TASK INSTRUCTIONS
Type the entries out once more. Match them exactly.

★ ★ ★

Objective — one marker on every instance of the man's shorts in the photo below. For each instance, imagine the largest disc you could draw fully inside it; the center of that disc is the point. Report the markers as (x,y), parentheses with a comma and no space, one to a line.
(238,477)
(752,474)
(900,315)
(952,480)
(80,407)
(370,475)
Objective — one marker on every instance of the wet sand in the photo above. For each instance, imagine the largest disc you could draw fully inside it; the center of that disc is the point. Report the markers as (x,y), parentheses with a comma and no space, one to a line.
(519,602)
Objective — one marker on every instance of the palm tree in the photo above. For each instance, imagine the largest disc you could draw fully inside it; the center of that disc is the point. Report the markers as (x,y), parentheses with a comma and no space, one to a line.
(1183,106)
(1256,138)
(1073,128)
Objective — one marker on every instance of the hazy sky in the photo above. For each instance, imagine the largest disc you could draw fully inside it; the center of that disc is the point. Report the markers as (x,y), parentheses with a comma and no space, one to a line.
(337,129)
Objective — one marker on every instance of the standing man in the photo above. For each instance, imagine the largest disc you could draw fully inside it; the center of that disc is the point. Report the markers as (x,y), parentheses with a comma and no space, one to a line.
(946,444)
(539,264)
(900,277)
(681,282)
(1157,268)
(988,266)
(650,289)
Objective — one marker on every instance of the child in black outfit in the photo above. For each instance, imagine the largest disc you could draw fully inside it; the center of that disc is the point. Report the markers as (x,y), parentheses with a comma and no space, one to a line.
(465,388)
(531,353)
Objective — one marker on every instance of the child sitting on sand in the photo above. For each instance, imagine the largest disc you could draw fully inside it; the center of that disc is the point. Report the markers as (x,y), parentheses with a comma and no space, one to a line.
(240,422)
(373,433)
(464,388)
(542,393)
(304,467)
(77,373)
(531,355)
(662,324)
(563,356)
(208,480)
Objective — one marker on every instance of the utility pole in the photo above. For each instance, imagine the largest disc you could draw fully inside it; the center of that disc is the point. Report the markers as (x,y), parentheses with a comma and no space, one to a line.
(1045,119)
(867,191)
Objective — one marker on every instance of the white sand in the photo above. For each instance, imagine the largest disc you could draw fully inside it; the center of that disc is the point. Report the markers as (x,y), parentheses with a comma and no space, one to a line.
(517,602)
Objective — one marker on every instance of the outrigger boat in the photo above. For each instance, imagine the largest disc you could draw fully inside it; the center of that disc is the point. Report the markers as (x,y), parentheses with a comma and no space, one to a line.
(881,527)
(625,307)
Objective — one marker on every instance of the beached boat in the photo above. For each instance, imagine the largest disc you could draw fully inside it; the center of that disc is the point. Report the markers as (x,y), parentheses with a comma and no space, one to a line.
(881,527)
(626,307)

★ ★ ★

TASK OUTPUT
Objective — one marker on every instance of the man's shorts in the photo below. For each instance, imagine the largest disc you could draw fully inside it; the center of that disc is the point. Report the markers as (x,y), parentheses with a comma and no space, one to a line.
(238,477)
(752,474)
(900,315)
(952,480)
(80,407)
(370,475)
Objective — one marker on every instance of the wet sand in the photo above. For each instance, imagine the largest disc you could draw fully inside it; the center of that disc is the point. Report the markers as (x,y), parentheses with a comma and no space, one to a line.
(519,602)
Objective — one marker on every instance of the palm tree in the photo above. For each instance, imagine the largest disc you could draw fully inside it; the center of that disc is the point. Report the markers as (x,y), parentheses with a comma and no space, one to a line.
(1183,106)
(1256,138)
(1073,128)
Objective — one marker on every instance of the hazy sky in the photo above. For each instance, imagine the largest disc you could draw fully inside it; the center of that disc is the point. Report the markers as (x,y), parentheses with a comma and no space, one to a line.
(337,129)
Objective — one marker on every instance of the standing man in the photo above. For each instance, imagine the largest disc you could draw fully inside it; the center of that disc is the point. Report the markers as (x,y), parentheses with a comma and no space, one to a line.
(946,444)
(539,264)
(900,277)
(681,282)
(1157,268)
(988,266)
(650,289)
Objective — one marker on every instance of the child in black outfit in the photo above. For each instance, imagine the largest disc you could draw fully inside it; the center of that disc is the point. Report the markers as (x,y), parentheses with a comma and no space, one to a line.
(465,388)
(531,353)
Objective — one marker on every instance of the child sitting on sand in the photo above. For each instance, imagine the largest disc you could draw fully inside it; the center of that disc is the point. Report the markers as (x,y), parentheses with a comma and no space, one to a line.
(240,422)
(373,433)
(464,388)
(542,393)
(304,467)
(77,373)
(531,355)
(662,324)
(563,356)
(208,480)
Objective — one marker on every instance of the utility pole in the photo above. For each instance, imagine the largest disc you could draw fully inside it; the center of that disc is the point. Report the markers as (x,y), parentheses with a comma and no space, one to a line.
(1045,119)
(867,191)
Objective — one marker on every instance of the white sand in the photo above. For each instance, imagine the largest disc you could draw fully inside it; the center of that disc is the point. Report the markers as (x,y), parentheses with a comma and no space, one to a line.
(517,602)
Objective — one marker on every instance of the outrigger boat in the photo above. For each instance, imagine the largest disc you could draw fully inside it; the center of that disc is the point. Report the markers as (x,y), parentheses with a comma and no space, one to a line.
(881,527)
(625,307)
Objective — one marker on every instance of the beached boat in the photo above. For each instance, imagine the largest disc you could draw fully inside it; the center of that disc is the point. Report the markers as (x,y), parentheses with a comma and no space, one to a line.
(881,527)
(626,307)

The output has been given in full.